══ Data for this exercise ══

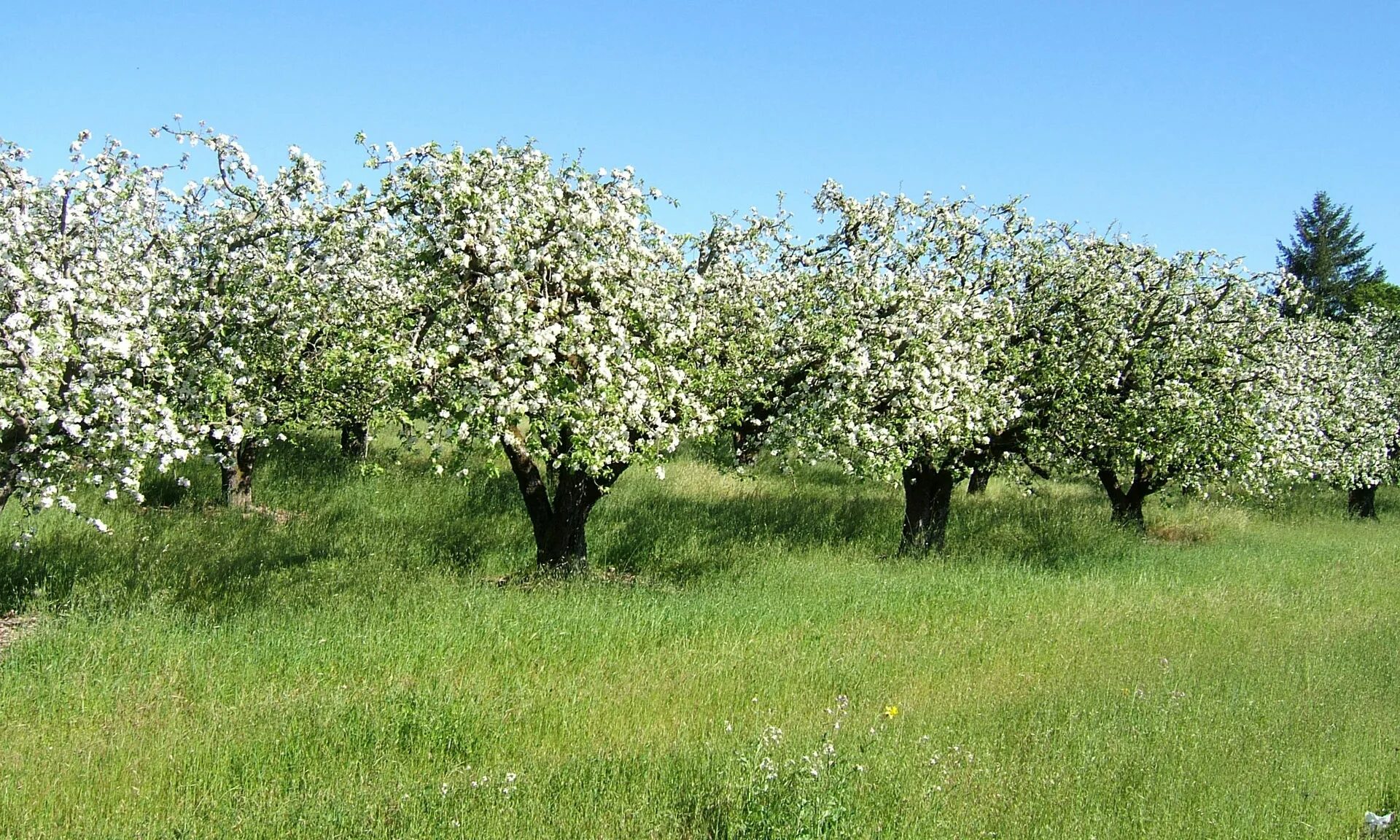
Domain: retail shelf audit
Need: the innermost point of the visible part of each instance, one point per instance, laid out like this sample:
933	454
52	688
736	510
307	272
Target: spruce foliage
1328	257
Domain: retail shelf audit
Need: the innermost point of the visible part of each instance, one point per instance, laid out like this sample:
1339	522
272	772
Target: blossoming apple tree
905	385
268	300
1334	406
80	353
551	319
1171	373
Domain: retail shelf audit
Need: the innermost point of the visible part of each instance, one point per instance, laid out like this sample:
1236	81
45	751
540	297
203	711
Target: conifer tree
1328	258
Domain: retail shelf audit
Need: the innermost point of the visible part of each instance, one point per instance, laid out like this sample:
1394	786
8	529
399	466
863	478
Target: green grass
346	668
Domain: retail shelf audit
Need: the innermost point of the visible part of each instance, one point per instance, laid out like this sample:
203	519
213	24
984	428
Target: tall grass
345	664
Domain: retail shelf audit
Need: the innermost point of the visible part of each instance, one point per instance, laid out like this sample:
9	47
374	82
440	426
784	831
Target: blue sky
1190	125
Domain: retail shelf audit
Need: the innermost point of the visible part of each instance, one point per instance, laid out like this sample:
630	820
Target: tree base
1361	503
928	505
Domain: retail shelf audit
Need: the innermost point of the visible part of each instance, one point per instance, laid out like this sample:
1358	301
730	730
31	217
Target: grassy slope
345	671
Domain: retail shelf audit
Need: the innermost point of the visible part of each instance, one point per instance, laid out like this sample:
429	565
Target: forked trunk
354	438
1361	502
560	524
237	478
1127	503
928	493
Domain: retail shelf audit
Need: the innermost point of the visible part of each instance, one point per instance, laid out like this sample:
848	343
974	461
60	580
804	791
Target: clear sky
1190	125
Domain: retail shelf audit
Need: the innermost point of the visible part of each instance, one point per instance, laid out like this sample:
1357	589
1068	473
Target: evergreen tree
1328	257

═══

Can you reproduce all of the records above word for word, leaving out the pictures?

### The completed task:
Domain: retail shelf audit
Need: the innermost point of the visible part of each instance, one point per instance, laid out like this sample:
933	454
52	688
736	510
307	272
Target: spruce foliage
1328	257
Domain: retail shelf audit
Need: the innermost point of the visible part of each instance, one point per instance, laid out like this sample:
1339	522
272	772
Target: blossoming apple tree
905	385
268	300
1334	406
80	353
551	319
1171	373
Domain: retail shelf audit
Need: the innermost point of the visible part of each instance, one point per instance, laid out like this sample:
1236	81
45	751
540	297
203	711
Target: conifer tree
1328	258
Domain: retail shelf audit
Need: the innermost point of the visible part of each instance, one point per instance, laid out like this sample:
1394	786
8	529
399	466
863	478
Target: green grass
346	668
Domain: retail shelf audit
Need: the innermost point of the visible part of each instance, one point per instance, laid out like this sample:
203	519
213	24
984	428
Target: tall grass
345	664
Domain: retail shelf audit
Need: the innermost point of the visible part of each instance, one point per instance, laid out like this sample:
9	47
374	82
440	426
784	831
Target: blue sky
1190	125
Domain: retail shelf audit
Need: the innermost point of the visible part of each instance, one point per instance, laid out like this sample:
630	820
Target: tree base
1361	503
928	505
Domain: retail shelf audit
Need: the innermost point of the visible part of each instance, one point per instance, laid out like this sample:
1358	301
730	730
31	217
Target: grassy slope
345	671
Domain: retail shelf audit
Need: the innermost point of the visible part of each instance, one point per instance, laid out like this sample:
429	565
Target: forked trunk
354	438
1361	502
560	524
237	478
1127	503
928	493
Domain: retail shelf audit
Need: the innermost point of the visible part of each instance, one point per instance, laid out like this sample:
848	343
974	461
60	580
804	791
Target: clear sky
1190	125
Domain: retail shelf audit
Need: the innermost point of the visible part of each instance, one point per instance, laid out like this sample:
1357	589
1068	473
Target: evergreen tree
1328	257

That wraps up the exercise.